Exercise brief: Omit all pictures, then repeat the listing exactly.

Data to use:
=== Begin Enclosure ===

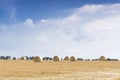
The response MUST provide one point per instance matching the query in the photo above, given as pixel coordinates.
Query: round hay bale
(72, 58)
(56, 58)
(102, 58)
(37, 59)
(23, 58)
(67, 58)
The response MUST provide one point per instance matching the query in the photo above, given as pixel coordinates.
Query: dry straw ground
(61, 70)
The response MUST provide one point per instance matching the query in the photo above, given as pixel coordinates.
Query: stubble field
(63, 70)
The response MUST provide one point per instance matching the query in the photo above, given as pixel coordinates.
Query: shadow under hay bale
(72, 58)
(37, 59)
(102, 58)
(67, 58)
(56, 58)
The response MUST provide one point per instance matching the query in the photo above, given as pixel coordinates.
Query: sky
(81, 28)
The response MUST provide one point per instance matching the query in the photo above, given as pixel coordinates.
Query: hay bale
(72, 58)
(102, 58)
(67, 58)
(23, 58)
(56, 58)
(37, 59)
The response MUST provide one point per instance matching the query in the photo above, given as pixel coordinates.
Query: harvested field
(62, 70)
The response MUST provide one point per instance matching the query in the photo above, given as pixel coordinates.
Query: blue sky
(82, 28)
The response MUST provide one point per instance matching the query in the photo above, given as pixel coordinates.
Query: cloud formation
(90, 31)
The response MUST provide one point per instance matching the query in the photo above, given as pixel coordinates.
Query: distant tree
(14, 58)
(27, 58)
(2, 57)
(80, 59)
(8, 57)
(87, 59)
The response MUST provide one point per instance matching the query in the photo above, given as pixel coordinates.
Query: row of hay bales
(57, 58)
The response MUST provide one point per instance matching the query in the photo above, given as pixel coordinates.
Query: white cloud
(89, 32)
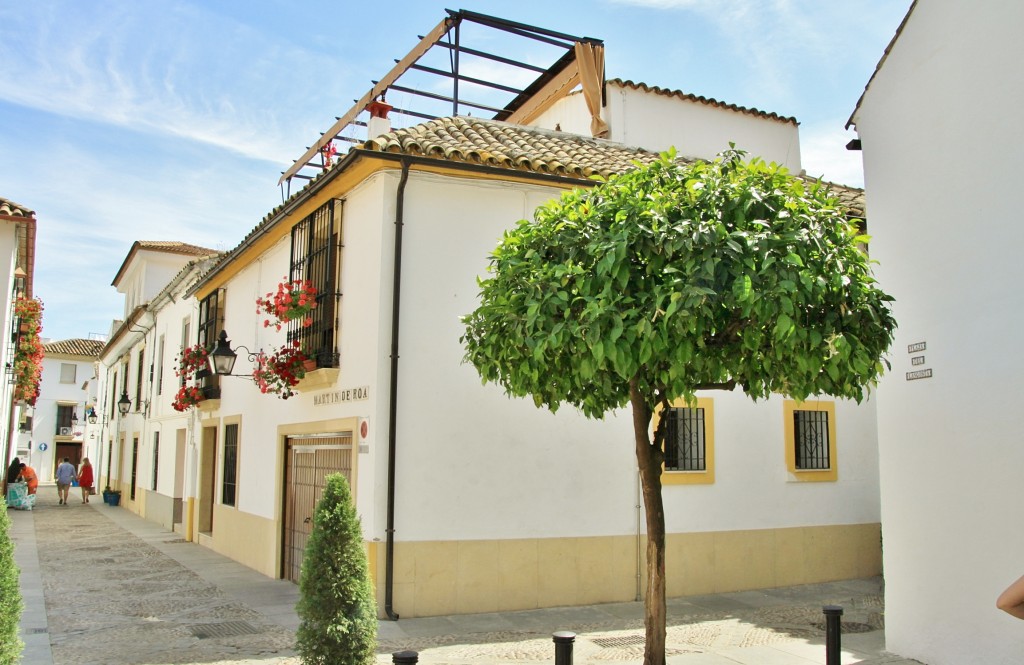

=== End Enclosure ===

Solution to this exercise:
The response MUST provide one point per instance matching the query in the photo above, given as pixel coordinates.
Query: round hay bale
(72, 58)
(56, 58)
(102, 58)
(37, 59)
(23, 58)
(67, 58)
The response MUST provide one point per instance matching the query in the photo above, given as pixel coordinates.
Query: dry straw ground
(61, 70)
The response MUST provide one point per instance matching the query in the photo above, given as pixel coordinates.
Query: stubble field
(63, 70)
The response MUST provide one point per instance matching the query in the photo above, given as pixel coordinates.
Query: shadow under hay bale
(72, 58)
(37, 59)
(102, 58)
(67, 58)
(56, 58)
The response MUST provide one point per instance matching the query in the photo above, given as pixel coordinates.
Query: sky
(81, 28)
The response MUST provide one point per instance matching the query in the photo above, given as pixel coordinates.
Query: hay bale
(72, 58)
(102, 58)
(67, 58)
(23, 58)
(56, 58)
(37, 59)
The response MUST provide one point per instance matching the query in the photo above, given as pixel coordinates.
Query: harvested field
(62, 70)
The response MUST provide one point per instance matching the query in the photo above, given as pixel coordinates.
Query: blue sky
(82, 28)
The response MUST provide one point per instance matching the query in the photo above, given as pixel coordinates.
Query: cloud formation
(90, 31)
The response MUST provide one point per instance matching the query in the photo above, given as pixel coordinates.
Query: distant tree
(14, 58)
(27, 58)
(2, 57)
(80, 59)
(8, 57)
(87, 59)
The response MUST provide one point per instance matching the query in the photo above, given as pixel coordinates.
Query: row of hay bales
(57, 58)
The response MUST provide one point per instance matching the query in the photo above, given as pixel coordinates.
Query: white cloud
(89, 32)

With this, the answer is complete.